EXERCISE OBJECTIVE:
According to the e-commerce report summary, which country had the highest online share of retail trade in 2020, and what was that share?

EXTRACT TO READ:
- Online retail sales’ share of total retail sales increased from 16% in 2019 to 19% in 2020
- Online retail sales grew at an above average rate of 22% in 2020
- Cross-border B2C e-commerce amounted to some $440 billion in 2019, an increase of 9% over 2018
- An estimated 1.48 billion people made purchases online in 2019, about 7% higher than in 2018
Online retail sales’ share of total retail sales increased from 16% in 2019 to 19% in 2020, driven by the dramatic rise in e-commerce amid movement restrictions induced by COVID-19, according to a United Nations Conference on Trade and Development (UNCTAD) report.
The report published May 3 noted that COVID-19 generated an increase in demand for online ordering of physical goods due to quarantine restrictions imposed in many countries.
It said online retail sales increased at above average rate last year, growing by 22% even as overall retail sales declined by 1%. The Republic of Korea reported the highest online share of retail trade at 25.9% in 2020, up from 20.8% the year before.
Meanwhile, global e-commerce sales jumped to US$26.7 trillion in 2019, up 4% from 2018, according to the latest available estimates. This includes business-to-business (B2B) and business-to-consumer (B2C) sales, and is equivalent to 30% of global gross domestic product (GDP) that year.
The United States continued to dominate the overall e-commerce market, ahead of Japan and China.
The report estimated the value of global B2B e-commerce in 2019 at $21.8 trillion, representing 82% of all e-commerce, including both sales over online market platforms and electronic data interchange transactions.
B2C e-commerce sales were estimated at $4.9 trillion in 2019, up 11% over 2018. The top three countries by B2C e-commerce sales remained China, the United States and the United Kingdom.
Cross-border B2C e-commerce amounted to some $440 billion in 2019, an increase of 9% over 2018. The UNCTAD report also noted that the share of online shoppers making cross-border purchases rose from 20% in 2017 to 25% in 2019.
UNCTAD estimated that 1.48 billion people made purchases online in 2019, about 7% higher than in 2018.
While the majority of online shoppers mainly buy from domestic suppliers, some 360 million online shoppers made cross-border purchases in 2019—around one in four of all online shoppers.

[Referring expression data]

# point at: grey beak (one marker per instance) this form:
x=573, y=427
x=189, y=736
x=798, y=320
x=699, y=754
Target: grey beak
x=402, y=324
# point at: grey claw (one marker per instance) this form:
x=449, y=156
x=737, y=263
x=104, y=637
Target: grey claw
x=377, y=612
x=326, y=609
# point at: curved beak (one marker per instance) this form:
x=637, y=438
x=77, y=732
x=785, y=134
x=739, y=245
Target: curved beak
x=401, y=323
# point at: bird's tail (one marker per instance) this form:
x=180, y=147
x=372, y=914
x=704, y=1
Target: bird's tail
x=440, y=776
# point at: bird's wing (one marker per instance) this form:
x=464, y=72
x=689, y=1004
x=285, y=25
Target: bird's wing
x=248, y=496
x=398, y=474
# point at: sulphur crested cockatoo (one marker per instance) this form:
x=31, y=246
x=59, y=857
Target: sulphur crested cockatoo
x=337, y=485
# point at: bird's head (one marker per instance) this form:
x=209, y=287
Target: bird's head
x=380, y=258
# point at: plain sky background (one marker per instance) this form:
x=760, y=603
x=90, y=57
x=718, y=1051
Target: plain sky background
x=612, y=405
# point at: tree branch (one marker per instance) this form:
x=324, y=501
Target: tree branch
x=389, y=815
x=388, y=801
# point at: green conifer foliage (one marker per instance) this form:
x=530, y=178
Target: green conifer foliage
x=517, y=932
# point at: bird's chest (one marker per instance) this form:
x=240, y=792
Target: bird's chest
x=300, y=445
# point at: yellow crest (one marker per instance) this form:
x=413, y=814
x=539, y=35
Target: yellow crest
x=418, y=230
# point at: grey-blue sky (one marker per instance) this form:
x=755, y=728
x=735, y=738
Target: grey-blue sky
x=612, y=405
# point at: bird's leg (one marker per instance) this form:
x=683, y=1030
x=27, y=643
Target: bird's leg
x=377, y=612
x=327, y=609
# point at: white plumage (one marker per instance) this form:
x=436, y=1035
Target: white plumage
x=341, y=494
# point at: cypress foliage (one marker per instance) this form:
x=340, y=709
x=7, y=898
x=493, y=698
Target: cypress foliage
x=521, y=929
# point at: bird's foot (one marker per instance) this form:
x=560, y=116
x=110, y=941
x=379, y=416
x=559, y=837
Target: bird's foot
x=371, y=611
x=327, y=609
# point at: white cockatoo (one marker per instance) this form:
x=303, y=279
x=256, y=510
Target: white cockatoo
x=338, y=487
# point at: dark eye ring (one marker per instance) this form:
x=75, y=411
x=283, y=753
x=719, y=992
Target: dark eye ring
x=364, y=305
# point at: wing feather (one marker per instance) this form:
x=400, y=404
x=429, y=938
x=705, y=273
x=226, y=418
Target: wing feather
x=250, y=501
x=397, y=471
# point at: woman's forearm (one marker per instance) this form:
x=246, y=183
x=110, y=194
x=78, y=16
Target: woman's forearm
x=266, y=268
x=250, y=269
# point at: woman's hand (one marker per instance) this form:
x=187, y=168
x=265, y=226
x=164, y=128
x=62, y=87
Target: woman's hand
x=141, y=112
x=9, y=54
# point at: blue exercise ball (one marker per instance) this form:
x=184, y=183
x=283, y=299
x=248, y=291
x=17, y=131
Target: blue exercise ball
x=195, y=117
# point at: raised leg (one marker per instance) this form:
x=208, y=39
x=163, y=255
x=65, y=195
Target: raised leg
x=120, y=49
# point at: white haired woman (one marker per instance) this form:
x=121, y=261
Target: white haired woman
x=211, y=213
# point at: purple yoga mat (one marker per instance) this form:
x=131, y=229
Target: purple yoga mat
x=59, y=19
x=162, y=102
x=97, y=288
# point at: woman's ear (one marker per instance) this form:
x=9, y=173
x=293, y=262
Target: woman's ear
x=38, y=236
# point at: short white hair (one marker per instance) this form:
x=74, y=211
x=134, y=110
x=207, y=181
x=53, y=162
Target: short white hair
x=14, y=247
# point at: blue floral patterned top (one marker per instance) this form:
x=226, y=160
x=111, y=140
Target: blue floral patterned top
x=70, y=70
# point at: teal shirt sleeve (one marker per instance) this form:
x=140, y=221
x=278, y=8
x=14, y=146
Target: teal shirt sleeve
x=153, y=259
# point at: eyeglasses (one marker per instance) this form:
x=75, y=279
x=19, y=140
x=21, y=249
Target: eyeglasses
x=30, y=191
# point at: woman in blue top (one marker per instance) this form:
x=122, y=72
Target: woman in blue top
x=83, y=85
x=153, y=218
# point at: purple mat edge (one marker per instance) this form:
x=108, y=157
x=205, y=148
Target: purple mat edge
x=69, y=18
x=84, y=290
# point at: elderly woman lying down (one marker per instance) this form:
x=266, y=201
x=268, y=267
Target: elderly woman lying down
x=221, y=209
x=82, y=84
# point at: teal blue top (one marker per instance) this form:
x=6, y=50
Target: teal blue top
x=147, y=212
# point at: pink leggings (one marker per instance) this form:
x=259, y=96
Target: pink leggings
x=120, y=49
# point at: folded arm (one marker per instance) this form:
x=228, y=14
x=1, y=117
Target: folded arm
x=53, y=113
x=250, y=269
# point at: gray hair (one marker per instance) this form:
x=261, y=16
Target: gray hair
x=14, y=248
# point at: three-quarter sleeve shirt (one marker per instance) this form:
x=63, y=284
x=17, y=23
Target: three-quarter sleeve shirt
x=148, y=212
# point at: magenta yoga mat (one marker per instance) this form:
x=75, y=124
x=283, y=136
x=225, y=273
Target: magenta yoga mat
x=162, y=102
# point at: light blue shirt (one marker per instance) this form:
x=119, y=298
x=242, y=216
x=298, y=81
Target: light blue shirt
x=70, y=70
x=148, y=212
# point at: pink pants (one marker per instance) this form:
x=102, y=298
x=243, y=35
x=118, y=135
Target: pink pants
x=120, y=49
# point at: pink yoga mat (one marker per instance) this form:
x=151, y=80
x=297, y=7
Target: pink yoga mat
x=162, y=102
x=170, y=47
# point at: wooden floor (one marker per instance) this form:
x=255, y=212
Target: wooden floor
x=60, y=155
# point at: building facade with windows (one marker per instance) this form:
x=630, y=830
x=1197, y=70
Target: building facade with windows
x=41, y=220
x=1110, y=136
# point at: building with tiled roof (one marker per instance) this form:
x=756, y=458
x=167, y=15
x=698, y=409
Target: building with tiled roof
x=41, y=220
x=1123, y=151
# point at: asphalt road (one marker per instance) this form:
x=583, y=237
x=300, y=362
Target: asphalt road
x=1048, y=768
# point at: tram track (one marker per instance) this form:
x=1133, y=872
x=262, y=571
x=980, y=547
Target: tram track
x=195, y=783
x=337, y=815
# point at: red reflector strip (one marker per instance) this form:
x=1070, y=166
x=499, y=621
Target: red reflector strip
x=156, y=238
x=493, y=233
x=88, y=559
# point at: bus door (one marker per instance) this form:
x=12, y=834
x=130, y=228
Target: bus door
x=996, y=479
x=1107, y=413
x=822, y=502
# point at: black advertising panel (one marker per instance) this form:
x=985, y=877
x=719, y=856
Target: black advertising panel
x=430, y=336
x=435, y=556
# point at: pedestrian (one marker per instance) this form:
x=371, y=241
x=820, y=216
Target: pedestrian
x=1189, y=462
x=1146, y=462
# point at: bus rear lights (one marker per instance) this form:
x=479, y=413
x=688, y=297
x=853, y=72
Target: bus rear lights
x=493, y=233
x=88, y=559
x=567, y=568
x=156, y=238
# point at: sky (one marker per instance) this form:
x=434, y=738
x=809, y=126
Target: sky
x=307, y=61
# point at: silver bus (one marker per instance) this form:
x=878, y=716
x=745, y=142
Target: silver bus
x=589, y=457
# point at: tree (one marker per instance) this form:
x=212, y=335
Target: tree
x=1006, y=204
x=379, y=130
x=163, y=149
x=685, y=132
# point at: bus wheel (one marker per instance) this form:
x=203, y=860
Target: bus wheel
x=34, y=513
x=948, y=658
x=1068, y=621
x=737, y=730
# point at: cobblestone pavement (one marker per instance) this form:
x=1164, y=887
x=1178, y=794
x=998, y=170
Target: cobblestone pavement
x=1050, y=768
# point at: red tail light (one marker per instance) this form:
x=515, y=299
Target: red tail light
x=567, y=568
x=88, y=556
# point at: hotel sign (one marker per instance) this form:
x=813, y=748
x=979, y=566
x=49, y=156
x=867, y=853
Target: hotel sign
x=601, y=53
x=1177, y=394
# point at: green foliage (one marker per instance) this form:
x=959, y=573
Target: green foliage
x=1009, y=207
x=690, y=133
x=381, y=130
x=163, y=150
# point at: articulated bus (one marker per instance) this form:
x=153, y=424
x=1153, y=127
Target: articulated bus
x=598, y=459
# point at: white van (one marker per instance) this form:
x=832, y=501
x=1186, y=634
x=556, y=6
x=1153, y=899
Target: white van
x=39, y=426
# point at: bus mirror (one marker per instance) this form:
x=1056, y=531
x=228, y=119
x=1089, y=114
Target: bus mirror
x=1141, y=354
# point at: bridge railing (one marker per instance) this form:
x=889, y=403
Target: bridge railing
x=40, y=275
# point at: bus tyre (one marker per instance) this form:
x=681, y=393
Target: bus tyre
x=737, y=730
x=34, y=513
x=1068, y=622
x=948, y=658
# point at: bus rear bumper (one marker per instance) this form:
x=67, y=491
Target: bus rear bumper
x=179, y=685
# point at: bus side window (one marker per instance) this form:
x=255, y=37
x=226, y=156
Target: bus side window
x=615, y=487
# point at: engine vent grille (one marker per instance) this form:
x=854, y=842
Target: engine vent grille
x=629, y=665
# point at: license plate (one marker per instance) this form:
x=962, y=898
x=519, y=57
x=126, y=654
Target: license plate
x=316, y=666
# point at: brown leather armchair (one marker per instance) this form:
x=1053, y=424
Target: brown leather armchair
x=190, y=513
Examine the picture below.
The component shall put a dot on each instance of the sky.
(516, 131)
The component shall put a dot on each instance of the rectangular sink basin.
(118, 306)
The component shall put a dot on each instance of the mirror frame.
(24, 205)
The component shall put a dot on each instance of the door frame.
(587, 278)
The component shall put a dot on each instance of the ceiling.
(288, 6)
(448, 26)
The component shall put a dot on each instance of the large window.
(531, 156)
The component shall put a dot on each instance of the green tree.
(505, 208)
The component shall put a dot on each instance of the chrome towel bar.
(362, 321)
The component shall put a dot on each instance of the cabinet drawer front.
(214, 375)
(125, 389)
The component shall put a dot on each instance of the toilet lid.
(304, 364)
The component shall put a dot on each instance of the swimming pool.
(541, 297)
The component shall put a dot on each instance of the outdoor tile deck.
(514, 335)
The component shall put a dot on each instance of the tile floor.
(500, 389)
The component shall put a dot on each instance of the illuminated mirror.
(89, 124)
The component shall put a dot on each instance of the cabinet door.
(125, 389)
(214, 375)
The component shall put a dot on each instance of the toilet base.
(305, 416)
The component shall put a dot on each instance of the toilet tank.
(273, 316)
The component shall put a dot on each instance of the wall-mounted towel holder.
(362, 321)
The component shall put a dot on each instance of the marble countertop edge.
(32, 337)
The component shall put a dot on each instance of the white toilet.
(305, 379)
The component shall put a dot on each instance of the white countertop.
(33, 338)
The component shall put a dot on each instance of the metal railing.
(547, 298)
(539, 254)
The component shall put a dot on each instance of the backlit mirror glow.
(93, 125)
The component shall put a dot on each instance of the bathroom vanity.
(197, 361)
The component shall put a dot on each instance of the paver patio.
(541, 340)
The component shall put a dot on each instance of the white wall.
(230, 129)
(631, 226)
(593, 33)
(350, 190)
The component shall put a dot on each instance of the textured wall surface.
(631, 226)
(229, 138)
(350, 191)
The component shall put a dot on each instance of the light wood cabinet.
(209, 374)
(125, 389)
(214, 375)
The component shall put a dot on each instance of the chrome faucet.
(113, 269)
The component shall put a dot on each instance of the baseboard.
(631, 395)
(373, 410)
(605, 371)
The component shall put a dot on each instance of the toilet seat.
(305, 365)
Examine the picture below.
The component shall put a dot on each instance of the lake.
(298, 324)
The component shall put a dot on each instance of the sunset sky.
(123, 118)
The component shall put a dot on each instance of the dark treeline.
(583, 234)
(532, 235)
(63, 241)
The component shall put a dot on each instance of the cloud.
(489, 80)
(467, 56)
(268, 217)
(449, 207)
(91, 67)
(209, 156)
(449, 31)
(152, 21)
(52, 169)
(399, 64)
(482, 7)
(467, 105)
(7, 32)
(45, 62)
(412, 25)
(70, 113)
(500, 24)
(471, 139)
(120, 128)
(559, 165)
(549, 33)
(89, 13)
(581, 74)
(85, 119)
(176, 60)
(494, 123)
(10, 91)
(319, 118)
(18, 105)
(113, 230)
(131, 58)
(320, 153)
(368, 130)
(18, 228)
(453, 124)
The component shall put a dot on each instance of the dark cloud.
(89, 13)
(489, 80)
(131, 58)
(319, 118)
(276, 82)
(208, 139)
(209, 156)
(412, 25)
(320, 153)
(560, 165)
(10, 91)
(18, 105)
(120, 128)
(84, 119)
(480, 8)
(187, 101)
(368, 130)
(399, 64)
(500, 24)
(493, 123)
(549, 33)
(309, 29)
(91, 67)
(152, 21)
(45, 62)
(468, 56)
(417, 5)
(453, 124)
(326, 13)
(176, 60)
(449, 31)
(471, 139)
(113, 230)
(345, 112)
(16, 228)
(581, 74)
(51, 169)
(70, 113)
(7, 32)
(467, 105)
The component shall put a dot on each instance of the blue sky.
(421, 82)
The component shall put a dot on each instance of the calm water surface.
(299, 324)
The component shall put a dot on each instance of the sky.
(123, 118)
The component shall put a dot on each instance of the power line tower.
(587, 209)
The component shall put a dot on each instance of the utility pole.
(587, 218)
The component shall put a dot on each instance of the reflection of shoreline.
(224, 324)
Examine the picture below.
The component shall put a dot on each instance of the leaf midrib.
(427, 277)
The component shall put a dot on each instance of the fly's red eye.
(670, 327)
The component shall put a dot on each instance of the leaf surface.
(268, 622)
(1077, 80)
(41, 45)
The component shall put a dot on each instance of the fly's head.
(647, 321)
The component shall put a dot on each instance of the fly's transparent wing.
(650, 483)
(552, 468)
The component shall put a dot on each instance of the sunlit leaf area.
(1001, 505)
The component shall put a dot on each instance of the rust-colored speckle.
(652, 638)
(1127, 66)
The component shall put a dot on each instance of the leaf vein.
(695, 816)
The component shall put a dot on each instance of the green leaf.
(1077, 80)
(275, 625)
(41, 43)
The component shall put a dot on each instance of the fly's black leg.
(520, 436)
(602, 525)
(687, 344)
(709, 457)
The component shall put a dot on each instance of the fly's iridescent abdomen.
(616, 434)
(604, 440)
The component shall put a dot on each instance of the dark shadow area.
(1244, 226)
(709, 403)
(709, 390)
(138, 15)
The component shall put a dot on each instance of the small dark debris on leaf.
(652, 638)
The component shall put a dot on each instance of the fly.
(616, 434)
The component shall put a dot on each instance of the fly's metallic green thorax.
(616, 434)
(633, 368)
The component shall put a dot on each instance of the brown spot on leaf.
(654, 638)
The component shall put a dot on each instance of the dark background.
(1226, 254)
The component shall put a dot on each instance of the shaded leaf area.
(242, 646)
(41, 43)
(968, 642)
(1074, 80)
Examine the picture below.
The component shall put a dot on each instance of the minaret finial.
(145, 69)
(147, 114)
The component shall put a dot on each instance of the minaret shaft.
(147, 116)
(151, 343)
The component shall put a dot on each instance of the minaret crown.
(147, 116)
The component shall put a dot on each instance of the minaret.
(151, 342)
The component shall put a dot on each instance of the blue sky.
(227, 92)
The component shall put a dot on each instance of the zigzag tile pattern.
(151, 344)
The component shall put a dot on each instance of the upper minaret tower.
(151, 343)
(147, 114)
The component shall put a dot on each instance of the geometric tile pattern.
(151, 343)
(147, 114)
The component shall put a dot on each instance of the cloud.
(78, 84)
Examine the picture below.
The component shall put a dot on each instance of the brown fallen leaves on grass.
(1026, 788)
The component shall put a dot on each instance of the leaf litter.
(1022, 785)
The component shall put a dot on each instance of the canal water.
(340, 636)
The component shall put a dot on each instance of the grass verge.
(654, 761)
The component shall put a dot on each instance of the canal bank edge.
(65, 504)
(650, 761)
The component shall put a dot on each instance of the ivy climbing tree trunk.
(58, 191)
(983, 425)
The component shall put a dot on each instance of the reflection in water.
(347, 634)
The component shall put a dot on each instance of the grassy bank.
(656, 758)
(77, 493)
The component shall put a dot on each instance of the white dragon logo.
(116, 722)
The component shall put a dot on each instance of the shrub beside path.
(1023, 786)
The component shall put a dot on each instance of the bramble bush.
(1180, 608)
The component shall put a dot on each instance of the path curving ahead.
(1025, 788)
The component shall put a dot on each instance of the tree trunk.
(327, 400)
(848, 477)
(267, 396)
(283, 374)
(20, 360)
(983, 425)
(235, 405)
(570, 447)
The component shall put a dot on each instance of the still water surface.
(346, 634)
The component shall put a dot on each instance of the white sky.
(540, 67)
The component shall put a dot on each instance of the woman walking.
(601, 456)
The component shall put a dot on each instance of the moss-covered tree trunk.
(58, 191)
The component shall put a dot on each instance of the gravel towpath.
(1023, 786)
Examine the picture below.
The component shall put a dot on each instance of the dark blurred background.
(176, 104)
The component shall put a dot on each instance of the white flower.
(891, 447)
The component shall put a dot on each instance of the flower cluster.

OUTPUT:
The Republic of Korea, at 25.9%.